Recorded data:
────────────────

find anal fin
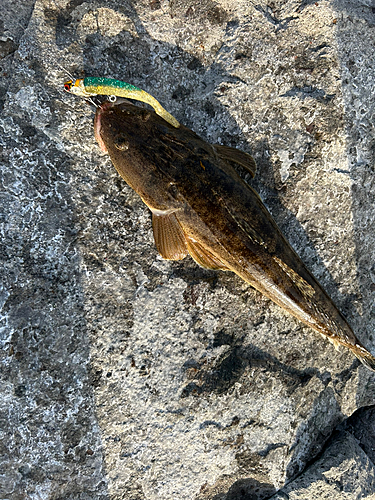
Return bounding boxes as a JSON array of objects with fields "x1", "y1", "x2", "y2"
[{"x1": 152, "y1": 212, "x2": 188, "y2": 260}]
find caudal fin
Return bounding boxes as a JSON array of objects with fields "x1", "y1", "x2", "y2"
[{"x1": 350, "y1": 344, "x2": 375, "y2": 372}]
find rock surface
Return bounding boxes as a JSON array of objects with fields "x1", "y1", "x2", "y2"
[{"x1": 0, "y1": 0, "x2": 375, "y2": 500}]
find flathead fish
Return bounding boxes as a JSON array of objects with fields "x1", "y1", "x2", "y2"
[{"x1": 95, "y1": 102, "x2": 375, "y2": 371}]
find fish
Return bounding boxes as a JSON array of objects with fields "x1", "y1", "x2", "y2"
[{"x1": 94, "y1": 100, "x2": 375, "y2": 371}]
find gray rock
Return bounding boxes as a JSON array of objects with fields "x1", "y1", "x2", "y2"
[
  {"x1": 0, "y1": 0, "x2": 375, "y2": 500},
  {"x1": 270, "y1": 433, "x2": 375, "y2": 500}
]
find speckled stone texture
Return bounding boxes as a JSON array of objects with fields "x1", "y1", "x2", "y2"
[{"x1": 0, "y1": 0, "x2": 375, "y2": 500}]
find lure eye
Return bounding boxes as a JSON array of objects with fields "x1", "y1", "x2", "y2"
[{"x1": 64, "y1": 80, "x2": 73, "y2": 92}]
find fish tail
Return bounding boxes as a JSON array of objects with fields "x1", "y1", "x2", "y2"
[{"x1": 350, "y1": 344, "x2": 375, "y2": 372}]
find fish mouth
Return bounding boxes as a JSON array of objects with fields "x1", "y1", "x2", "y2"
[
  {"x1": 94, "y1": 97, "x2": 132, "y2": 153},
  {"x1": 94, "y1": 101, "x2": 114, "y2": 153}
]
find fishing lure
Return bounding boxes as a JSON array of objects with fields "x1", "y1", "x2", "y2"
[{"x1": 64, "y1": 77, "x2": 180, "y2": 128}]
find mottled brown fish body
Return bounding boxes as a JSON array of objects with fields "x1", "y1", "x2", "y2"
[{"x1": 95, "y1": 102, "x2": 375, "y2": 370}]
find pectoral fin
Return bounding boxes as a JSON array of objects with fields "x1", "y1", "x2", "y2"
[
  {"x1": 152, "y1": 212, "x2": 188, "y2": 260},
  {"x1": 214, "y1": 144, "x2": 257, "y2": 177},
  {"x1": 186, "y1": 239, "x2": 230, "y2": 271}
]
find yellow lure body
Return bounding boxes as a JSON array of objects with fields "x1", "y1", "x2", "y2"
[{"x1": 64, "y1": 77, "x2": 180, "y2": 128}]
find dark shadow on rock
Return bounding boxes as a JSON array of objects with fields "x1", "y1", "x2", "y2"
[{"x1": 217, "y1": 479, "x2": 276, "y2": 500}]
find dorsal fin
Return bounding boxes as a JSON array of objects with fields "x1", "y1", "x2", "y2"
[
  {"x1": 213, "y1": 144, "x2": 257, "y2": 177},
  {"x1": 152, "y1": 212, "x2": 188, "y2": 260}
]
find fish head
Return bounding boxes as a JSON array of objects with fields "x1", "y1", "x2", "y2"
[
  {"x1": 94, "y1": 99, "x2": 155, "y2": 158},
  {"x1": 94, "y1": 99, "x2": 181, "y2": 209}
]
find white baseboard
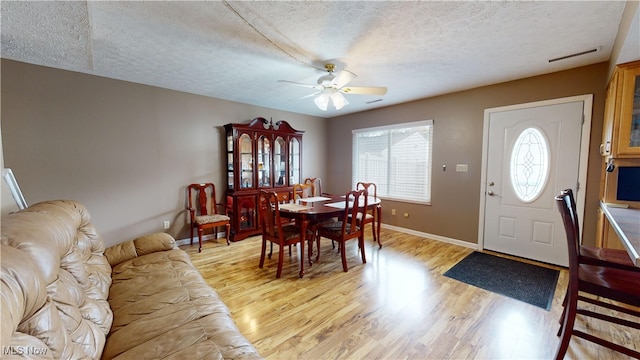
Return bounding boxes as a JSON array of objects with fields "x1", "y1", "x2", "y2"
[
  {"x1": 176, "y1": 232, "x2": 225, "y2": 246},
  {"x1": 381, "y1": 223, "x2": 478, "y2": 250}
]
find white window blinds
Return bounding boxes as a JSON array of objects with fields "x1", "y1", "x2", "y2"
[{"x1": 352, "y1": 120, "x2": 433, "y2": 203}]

────────────────

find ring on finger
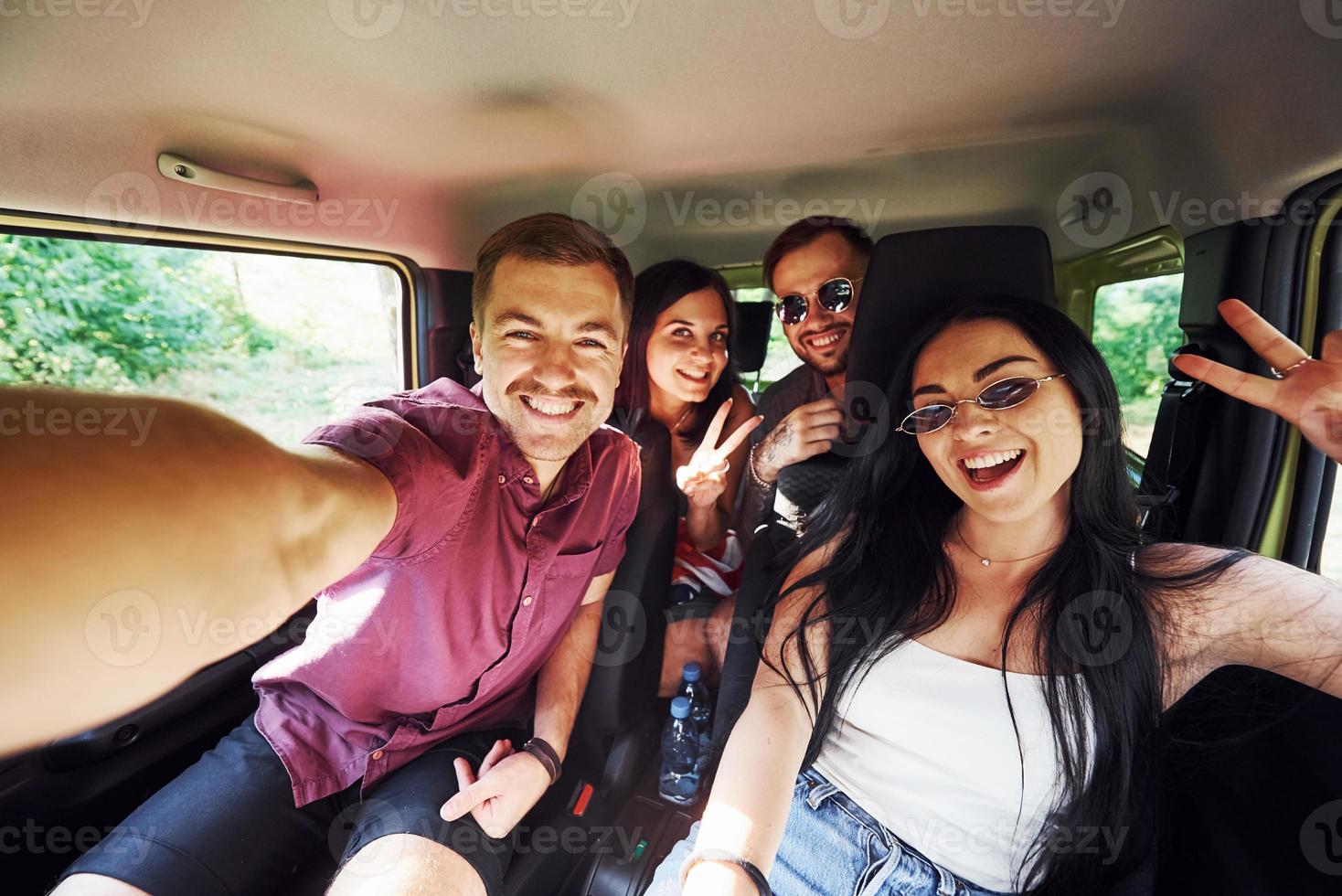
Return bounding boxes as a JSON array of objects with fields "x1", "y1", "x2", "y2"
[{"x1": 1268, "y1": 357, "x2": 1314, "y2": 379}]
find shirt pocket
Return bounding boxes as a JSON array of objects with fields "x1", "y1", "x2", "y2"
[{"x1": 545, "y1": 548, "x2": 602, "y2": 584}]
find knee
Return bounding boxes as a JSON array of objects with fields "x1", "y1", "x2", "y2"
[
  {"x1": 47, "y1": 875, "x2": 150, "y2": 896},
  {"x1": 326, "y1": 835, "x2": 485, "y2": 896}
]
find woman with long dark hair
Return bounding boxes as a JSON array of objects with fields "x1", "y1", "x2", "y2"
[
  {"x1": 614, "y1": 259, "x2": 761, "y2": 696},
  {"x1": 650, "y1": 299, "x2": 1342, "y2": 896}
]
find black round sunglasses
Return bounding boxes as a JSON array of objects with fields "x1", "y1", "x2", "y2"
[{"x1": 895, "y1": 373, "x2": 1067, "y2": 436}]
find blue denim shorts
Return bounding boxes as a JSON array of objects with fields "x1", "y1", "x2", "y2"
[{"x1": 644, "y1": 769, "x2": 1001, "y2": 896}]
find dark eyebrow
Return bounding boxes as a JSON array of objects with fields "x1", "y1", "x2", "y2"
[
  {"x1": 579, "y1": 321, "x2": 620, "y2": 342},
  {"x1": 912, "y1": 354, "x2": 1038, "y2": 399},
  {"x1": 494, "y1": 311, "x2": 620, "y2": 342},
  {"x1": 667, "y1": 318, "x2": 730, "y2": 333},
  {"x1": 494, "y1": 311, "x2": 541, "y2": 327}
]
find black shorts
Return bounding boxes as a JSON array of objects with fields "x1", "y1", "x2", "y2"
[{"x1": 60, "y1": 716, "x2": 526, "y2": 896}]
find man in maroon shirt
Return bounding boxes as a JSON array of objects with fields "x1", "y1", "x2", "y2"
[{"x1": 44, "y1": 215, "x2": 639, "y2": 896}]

────────────────

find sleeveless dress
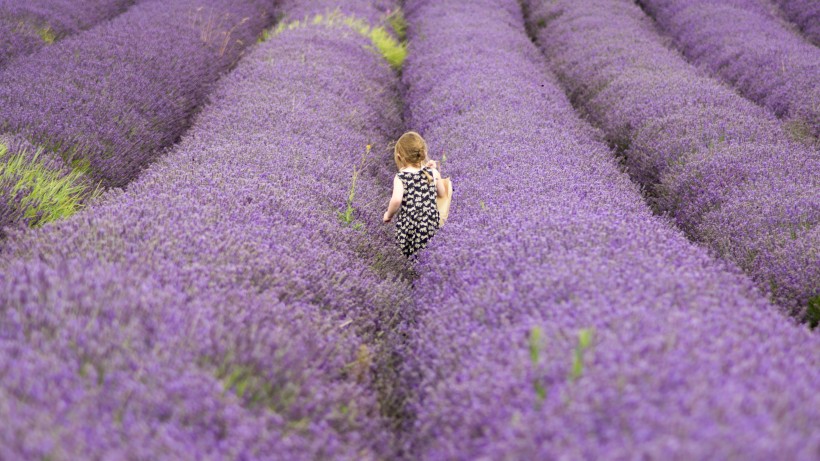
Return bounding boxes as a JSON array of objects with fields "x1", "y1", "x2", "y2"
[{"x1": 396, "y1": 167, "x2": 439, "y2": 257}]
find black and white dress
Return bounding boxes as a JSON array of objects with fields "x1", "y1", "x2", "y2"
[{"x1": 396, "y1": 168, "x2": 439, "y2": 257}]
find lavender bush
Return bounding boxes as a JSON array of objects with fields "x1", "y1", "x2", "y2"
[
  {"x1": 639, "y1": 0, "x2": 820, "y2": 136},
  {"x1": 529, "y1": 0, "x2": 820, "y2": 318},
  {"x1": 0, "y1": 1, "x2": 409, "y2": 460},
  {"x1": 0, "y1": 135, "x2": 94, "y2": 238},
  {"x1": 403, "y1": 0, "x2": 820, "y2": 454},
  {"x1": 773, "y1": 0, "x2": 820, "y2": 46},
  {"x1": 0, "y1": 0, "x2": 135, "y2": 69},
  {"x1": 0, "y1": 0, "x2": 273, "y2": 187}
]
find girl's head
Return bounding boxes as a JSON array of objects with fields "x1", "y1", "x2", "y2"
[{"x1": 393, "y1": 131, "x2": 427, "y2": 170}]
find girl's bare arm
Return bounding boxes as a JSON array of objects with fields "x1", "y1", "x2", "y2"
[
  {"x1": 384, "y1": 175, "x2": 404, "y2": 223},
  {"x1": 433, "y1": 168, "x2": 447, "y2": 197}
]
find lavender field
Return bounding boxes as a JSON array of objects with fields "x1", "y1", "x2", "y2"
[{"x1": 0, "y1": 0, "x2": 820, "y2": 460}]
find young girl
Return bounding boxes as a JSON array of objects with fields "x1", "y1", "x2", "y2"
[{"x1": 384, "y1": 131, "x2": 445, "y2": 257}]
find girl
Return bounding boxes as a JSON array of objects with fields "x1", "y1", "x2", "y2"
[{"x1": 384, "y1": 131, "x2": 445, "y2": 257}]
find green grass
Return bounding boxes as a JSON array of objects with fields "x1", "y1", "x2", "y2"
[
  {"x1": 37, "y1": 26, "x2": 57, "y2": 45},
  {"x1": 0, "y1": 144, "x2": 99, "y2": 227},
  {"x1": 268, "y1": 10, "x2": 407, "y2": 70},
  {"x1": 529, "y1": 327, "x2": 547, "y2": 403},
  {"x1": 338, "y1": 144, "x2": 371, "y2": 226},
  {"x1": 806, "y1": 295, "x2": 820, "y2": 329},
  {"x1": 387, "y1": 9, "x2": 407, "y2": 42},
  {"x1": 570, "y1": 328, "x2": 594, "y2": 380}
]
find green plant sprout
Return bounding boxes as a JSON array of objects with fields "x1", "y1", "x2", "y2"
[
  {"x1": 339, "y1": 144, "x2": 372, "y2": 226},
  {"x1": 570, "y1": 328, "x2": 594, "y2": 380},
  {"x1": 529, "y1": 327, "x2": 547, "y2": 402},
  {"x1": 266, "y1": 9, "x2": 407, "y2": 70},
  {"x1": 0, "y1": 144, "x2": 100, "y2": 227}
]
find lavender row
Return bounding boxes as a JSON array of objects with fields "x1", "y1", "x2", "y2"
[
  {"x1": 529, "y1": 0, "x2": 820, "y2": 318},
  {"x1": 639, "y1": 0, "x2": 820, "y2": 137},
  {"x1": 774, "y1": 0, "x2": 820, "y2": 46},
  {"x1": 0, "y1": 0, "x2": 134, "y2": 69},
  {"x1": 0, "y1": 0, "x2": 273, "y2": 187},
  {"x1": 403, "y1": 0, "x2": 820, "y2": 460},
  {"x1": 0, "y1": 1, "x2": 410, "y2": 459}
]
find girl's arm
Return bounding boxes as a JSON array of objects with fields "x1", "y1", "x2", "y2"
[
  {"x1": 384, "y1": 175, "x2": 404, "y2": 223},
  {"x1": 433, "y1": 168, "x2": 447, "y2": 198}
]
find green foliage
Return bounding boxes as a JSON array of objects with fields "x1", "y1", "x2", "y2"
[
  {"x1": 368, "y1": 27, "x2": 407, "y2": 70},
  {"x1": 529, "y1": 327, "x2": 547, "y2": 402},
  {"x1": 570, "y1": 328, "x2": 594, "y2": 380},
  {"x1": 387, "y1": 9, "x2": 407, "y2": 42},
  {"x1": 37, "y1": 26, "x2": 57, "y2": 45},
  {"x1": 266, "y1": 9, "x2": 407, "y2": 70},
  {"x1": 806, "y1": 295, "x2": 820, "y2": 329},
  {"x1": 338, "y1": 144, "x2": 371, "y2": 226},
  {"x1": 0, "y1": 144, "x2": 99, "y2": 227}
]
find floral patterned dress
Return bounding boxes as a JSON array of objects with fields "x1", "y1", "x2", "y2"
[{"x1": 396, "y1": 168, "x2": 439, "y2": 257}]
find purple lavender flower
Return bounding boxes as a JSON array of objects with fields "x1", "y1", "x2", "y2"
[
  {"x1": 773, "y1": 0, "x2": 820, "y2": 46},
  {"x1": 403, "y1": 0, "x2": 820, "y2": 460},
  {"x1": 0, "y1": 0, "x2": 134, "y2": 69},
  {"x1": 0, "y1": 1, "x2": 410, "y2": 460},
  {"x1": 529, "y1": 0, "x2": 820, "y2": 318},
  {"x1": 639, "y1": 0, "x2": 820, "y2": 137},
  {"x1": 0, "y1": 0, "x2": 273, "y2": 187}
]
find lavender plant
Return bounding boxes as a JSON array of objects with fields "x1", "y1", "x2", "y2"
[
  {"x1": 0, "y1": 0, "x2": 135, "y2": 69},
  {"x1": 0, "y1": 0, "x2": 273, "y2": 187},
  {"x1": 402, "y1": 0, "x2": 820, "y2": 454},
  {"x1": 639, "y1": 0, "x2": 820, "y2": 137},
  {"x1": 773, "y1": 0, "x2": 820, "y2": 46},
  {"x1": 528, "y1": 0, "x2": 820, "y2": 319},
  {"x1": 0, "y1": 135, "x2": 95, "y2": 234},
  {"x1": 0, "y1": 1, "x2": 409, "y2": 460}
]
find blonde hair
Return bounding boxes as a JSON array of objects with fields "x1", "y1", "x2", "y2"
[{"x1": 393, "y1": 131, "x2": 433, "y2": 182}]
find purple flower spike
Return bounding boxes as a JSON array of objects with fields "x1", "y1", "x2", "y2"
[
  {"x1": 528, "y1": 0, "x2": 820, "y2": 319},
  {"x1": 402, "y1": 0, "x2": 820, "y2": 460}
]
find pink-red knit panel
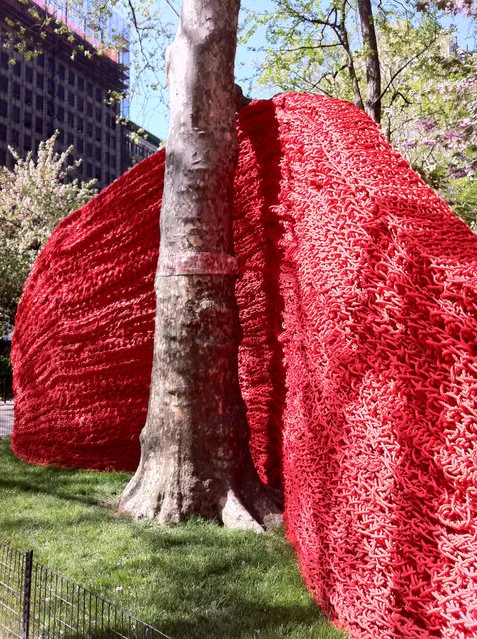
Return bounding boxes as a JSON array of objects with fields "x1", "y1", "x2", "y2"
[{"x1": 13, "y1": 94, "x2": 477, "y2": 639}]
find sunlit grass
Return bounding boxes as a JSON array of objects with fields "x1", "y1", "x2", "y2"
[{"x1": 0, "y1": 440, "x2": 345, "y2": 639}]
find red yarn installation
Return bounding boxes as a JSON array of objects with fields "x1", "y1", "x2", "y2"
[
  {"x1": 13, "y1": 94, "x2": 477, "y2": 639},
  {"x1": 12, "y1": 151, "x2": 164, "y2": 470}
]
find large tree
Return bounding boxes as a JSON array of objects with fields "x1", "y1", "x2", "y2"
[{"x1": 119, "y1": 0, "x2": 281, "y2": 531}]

────────────────

*Work to do:* List every line of the recorded data that contains the string "hair", copying each one in full. Treat the match as case-sensitive.

*Exercise answer:*
find woman with long dark hair
find blonde hair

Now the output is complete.